Referring expression data:

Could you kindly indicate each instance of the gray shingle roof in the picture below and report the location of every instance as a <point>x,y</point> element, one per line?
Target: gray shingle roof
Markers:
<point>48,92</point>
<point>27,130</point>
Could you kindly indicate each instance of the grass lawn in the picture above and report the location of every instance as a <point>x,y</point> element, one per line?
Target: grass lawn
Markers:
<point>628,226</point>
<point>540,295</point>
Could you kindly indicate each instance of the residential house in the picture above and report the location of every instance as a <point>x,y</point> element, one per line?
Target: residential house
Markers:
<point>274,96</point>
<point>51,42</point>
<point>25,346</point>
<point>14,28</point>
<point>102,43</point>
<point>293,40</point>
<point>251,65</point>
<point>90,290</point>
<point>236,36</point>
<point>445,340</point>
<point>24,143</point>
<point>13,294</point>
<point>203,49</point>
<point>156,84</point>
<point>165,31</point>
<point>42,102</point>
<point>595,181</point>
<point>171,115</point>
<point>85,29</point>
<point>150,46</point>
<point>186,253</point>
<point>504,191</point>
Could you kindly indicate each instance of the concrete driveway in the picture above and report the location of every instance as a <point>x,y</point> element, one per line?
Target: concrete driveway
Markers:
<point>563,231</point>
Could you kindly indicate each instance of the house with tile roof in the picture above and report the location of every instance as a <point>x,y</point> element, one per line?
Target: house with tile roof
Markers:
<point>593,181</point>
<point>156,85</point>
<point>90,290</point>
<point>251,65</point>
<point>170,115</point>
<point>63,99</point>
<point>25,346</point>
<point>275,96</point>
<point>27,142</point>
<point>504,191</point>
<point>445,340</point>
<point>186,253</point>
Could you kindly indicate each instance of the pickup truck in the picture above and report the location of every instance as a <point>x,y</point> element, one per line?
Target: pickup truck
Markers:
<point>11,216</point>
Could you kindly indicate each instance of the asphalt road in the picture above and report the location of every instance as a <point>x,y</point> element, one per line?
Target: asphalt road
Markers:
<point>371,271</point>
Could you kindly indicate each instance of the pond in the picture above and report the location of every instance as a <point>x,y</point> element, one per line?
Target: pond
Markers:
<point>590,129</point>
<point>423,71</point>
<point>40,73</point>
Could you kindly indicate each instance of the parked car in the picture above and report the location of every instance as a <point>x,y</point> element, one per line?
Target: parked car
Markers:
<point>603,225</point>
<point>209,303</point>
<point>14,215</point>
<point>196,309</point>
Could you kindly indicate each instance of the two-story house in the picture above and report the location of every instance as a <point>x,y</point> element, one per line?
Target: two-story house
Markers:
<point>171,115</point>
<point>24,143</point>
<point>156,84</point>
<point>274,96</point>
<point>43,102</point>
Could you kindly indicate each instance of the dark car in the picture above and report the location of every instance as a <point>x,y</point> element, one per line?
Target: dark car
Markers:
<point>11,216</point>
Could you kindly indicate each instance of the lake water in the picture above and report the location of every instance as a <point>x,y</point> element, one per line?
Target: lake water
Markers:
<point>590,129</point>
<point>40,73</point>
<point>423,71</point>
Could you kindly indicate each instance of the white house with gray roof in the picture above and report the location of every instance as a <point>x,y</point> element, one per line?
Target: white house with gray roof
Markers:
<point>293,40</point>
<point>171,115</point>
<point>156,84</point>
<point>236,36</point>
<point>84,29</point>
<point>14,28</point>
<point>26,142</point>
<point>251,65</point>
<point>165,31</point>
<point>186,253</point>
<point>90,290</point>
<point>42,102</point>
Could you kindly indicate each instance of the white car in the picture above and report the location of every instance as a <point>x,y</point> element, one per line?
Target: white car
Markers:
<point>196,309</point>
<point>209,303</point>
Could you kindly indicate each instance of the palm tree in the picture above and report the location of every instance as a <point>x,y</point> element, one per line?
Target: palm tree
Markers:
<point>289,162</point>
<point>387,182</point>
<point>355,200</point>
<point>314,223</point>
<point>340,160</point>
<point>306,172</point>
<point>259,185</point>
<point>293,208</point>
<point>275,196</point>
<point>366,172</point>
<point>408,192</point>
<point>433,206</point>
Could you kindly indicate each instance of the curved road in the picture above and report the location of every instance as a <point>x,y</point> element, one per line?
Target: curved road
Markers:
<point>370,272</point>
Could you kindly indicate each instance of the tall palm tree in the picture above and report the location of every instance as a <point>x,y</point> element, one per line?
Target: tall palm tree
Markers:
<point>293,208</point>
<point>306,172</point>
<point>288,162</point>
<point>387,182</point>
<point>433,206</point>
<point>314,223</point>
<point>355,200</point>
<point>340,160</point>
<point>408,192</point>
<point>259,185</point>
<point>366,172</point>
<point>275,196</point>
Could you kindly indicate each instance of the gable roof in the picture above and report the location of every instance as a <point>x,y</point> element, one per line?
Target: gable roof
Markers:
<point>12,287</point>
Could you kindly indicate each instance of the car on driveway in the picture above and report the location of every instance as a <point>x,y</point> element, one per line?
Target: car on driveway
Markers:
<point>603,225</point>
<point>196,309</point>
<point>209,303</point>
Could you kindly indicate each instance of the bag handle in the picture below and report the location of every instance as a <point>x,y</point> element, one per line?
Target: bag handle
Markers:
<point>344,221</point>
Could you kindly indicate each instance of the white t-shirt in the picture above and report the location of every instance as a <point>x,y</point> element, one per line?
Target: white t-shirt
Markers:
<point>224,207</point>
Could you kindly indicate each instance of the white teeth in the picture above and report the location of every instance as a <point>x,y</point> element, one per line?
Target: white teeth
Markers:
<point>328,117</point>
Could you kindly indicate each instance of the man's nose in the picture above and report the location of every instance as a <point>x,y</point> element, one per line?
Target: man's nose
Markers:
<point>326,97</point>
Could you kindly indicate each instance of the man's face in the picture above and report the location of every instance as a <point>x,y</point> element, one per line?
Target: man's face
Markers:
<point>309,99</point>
...
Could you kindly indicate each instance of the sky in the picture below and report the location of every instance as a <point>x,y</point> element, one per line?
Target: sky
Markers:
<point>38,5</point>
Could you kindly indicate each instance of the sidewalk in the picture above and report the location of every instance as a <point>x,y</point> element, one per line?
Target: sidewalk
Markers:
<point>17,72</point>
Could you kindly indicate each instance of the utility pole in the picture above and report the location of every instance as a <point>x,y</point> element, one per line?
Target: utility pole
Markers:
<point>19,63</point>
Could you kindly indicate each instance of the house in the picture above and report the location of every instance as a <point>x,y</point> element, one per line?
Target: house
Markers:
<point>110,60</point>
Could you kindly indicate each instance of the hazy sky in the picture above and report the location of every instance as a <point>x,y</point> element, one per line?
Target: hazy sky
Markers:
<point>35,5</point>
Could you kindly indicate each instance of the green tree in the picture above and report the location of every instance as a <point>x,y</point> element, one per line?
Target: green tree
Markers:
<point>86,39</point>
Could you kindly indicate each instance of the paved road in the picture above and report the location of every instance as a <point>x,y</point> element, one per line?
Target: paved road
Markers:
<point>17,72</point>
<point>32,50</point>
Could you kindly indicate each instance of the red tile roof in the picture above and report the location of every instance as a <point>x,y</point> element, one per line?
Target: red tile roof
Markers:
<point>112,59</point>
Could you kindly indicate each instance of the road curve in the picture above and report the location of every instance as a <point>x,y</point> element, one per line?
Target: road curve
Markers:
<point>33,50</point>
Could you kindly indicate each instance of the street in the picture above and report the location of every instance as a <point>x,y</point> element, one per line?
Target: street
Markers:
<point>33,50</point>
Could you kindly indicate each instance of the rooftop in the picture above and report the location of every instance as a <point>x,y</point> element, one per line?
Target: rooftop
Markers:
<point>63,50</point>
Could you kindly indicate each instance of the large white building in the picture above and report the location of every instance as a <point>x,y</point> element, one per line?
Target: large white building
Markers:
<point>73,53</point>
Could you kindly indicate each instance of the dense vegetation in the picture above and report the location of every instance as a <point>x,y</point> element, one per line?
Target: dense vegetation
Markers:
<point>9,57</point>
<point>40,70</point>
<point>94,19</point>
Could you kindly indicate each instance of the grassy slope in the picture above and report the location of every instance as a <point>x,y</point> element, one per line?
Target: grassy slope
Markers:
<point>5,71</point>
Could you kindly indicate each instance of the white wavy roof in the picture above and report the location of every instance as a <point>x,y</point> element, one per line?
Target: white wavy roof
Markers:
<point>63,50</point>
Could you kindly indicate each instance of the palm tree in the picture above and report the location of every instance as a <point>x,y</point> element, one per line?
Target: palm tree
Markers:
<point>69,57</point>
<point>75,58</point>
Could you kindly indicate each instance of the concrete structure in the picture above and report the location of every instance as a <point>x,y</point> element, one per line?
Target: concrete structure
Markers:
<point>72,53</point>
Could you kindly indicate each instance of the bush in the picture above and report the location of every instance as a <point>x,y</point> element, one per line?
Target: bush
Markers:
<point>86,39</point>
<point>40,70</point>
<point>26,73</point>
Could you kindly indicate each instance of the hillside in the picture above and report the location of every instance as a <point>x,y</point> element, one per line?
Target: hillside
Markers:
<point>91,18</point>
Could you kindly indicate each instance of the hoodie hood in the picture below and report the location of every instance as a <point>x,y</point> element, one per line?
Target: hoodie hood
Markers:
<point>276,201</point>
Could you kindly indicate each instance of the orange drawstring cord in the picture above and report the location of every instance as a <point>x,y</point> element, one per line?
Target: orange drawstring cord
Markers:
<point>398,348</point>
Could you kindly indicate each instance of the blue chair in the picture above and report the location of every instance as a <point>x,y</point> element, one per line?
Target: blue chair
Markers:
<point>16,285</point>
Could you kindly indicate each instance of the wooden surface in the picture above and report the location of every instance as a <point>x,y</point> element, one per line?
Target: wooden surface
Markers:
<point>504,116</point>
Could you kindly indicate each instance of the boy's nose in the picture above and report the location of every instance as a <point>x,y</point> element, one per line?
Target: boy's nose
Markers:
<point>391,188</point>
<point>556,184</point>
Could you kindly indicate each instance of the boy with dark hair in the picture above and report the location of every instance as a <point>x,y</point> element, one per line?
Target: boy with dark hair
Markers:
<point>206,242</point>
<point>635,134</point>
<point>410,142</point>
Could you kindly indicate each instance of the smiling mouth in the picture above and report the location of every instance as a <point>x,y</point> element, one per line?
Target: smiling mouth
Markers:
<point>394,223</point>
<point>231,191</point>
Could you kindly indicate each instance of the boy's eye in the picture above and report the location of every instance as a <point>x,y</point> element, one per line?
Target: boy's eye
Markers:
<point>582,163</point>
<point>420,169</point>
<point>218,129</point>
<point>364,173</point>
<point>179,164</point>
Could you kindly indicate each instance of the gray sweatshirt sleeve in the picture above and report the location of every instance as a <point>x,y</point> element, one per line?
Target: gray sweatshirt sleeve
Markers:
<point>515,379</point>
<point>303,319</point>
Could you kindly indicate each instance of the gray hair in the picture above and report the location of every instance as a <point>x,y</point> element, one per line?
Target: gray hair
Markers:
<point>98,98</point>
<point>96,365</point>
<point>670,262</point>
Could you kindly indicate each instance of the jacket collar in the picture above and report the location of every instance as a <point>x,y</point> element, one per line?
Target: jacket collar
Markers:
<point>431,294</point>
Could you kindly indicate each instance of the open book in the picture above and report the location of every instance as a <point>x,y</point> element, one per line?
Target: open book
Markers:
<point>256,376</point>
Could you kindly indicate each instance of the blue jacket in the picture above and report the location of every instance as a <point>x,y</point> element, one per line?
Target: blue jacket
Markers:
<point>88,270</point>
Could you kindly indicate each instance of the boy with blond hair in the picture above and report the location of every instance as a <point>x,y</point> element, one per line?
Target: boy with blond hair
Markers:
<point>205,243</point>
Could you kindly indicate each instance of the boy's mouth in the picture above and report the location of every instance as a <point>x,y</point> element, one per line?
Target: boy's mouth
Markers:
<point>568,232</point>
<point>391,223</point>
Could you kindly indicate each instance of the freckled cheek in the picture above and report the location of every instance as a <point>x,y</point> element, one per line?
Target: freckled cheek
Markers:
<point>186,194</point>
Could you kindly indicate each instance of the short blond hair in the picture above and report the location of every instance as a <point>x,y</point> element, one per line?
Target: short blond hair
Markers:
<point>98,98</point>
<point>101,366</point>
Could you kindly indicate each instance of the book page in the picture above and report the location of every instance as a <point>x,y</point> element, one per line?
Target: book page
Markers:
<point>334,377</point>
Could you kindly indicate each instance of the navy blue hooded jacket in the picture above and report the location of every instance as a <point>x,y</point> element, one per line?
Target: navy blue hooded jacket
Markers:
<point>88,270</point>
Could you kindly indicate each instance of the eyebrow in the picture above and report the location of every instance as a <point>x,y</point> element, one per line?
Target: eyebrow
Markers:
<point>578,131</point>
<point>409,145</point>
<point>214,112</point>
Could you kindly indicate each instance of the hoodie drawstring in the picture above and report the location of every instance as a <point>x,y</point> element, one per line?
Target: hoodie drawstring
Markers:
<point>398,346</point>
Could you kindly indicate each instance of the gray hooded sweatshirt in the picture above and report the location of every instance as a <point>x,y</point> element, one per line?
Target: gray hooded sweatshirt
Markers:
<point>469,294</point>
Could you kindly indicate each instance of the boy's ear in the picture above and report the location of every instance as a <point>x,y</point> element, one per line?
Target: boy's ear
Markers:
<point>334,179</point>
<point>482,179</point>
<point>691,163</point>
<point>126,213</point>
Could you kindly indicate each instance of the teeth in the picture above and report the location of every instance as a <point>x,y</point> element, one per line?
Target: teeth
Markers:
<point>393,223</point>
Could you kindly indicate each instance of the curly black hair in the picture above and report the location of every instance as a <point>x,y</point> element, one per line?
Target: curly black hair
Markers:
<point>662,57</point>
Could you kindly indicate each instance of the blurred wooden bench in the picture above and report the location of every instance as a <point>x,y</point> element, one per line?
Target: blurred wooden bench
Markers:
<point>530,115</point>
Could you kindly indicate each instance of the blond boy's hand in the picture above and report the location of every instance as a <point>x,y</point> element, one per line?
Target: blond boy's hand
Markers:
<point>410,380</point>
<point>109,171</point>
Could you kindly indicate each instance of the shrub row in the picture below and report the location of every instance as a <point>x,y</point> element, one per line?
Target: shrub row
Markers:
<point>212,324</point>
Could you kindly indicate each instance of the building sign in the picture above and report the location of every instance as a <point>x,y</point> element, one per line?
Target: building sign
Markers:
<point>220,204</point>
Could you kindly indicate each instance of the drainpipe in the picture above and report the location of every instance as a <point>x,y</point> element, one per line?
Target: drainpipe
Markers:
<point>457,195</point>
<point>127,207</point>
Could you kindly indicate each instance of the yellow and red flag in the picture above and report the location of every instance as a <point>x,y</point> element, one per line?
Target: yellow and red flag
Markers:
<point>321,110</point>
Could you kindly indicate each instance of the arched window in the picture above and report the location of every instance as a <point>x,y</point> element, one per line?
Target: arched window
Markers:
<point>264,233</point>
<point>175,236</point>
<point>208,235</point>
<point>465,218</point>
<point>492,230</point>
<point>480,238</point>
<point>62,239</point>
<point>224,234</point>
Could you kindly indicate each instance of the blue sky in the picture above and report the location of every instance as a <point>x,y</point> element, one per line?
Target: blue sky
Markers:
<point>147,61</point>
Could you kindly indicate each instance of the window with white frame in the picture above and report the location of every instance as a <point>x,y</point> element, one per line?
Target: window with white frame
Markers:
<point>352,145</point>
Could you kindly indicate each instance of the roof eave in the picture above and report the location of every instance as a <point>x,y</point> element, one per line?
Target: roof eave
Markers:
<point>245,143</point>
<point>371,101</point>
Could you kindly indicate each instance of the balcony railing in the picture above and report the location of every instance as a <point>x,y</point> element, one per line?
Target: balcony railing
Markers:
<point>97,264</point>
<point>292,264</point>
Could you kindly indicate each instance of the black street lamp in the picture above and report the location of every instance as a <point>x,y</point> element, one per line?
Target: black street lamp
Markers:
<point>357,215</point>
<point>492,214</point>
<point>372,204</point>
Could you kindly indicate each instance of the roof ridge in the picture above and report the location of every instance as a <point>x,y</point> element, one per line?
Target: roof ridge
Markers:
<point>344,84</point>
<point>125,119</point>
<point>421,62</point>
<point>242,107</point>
--
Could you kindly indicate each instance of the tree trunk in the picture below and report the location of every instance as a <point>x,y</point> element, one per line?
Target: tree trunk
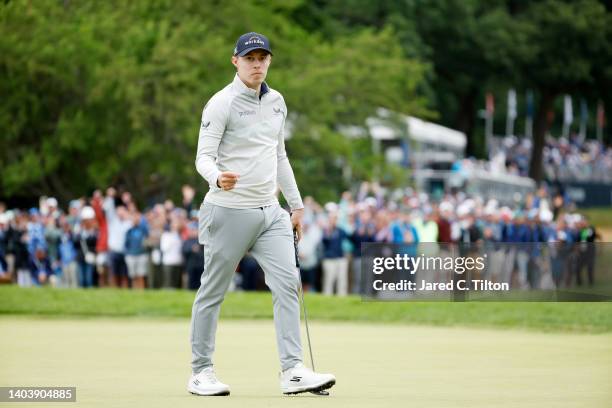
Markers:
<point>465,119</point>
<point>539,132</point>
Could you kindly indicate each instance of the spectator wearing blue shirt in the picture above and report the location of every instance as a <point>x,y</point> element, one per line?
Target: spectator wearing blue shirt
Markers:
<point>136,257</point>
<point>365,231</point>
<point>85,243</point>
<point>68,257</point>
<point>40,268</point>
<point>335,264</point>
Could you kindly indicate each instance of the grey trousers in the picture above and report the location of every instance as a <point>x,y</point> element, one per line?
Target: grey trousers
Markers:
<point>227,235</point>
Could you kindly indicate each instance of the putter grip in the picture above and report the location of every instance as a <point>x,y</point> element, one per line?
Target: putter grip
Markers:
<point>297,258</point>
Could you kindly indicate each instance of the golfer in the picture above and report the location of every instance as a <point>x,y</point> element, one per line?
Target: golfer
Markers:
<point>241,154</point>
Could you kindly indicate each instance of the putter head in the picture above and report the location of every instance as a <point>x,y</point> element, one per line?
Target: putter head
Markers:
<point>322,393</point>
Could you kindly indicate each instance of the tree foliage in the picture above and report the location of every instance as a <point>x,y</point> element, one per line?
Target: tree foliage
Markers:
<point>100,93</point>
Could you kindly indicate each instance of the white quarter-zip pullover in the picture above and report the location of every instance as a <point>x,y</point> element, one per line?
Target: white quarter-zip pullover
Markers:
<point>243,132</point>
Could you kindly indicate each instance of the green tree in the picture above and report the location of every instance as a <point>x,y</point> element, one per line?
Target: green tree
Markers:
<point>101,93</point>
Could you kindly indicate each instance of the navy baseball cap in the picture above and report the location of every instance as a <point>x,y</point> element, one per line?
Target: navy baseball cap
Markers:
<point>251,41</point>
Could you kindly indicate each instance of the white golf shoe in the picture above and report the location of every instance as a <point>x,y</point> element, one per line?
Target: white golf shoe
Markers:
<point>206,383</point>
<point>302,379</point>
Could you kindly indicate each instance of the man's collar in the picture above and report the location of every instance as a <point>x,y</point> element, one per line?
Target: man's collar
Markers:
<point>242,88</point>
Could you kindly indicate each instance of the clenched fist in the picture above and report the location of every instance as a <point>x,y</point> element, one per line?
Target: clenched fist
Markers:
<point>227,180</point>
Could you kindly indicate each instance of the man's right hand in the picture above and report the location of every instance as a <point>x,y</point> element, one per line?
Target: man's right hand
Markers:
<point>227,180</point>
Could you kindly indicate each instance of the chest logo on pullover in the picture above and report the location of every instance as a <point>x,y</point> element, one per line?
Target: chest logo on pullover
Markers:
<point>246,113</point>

■ DESCRIPTION OF THE TASK: Copy out all lines above holding "sign".

■ WRITTEN ANSWER:
Could you kindly indicate each instance of the building sign in the picture above and report the location of every instance as a <point>x,y</point> element, one per line?
Target: building sign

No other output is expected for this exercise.